→ **Written instruction**:
Begin with the line that contains "Where in the photo above can the shirtless" and transcribe each line after it, up to and including the last line of the listing below.

Collected data entries:
-- -- --
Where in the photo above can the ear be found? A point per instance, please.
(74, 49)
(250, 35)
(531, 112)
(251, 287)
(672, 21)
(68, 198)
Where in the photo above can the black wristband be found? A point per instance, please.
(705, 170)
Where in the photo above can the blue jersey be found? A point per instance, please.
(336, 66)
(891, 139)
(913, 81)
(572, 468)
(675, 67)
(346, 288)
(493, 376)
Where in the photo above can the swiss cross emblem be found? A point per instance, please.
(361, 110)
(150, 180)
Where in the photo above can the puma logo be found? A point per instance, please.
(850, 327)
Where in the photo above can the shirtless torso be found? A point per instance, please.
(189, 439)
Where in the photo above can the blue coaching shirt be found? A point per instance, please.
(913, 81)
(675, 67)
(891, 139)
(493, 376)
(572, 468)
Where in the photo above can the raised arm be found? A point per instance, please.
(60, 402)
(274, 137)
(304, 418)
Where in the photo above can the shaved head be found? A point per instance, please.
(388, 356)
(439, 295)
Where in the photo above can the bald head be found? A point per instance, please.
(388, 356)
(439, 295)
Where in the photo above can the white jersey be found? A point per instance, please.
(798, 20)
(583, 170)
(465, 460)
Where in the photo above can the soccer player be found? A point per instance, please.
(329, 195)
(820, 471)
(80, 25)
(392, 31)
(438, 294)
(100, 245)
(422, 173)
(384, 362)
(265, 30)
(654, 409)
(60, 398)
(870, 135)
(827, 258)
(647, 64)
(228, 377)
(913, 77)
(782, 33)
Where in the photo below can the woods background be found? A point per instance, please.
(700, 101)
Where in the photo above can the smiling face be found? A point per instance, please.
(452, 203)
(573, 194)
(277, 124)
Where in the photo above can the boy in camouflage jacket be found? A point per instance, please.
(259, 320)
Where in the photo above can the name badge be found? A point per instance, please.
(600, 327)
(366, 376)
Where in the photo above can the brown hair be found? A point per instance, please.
-- -- --
→ **Result of this task**:
Where in the photo above can the shirtless torso be found? A point per instance, please.
(189, 439)
Where in the photo above can the blue coaching shirt be found? A point per instance, please.
(913, 81)
(675, 67)
(891, 139)
(493, 376)
(572, 468)
Where in the photo above can the raised arm be found? A point per instance, please.
(60, 402)
(274, 137)
(304, 418)
Where in the photo above can the shaved head be found? A point per instance, please.
(388, 356)
(439, 295)
Where in the photo above can the bald head be found? A point per instance, please.
(388, 356)
(439, 295)
Where in the photo above can the white jersey be found? A point per instance, please.
(798, 20)
(583, 170)
(465, 460)
Where in the photo above can the soccer player be found? A point per instance, please.
(329, 195)
(820, 471)
(80, 25)
(392, 31)
(438, 294)
(100, 245)
(422, 173)
(384, 362)
(265, 30)
(654, 409)
(60, 398)
(870, 135)
(827, 258)
(647, 64)
(228, 377)
(913, 77)
(782, 33)
Where in the photo below can the woods background be found? A point per instance, please.
(700, 101)
Where in the photo above can the smiling face be found? A point per instance, please.
(452, 203)
(573, 194)
(277, 124)
Where in the photo above can the boy in camouflage jacket be found? A point per instance, please.
(259, 320)
Where in the photo above can the name badge be found? A point per instance, please.
(600, 327)
(366, 376)
Where in the photo above can the brown hair be found? A point per instance, please.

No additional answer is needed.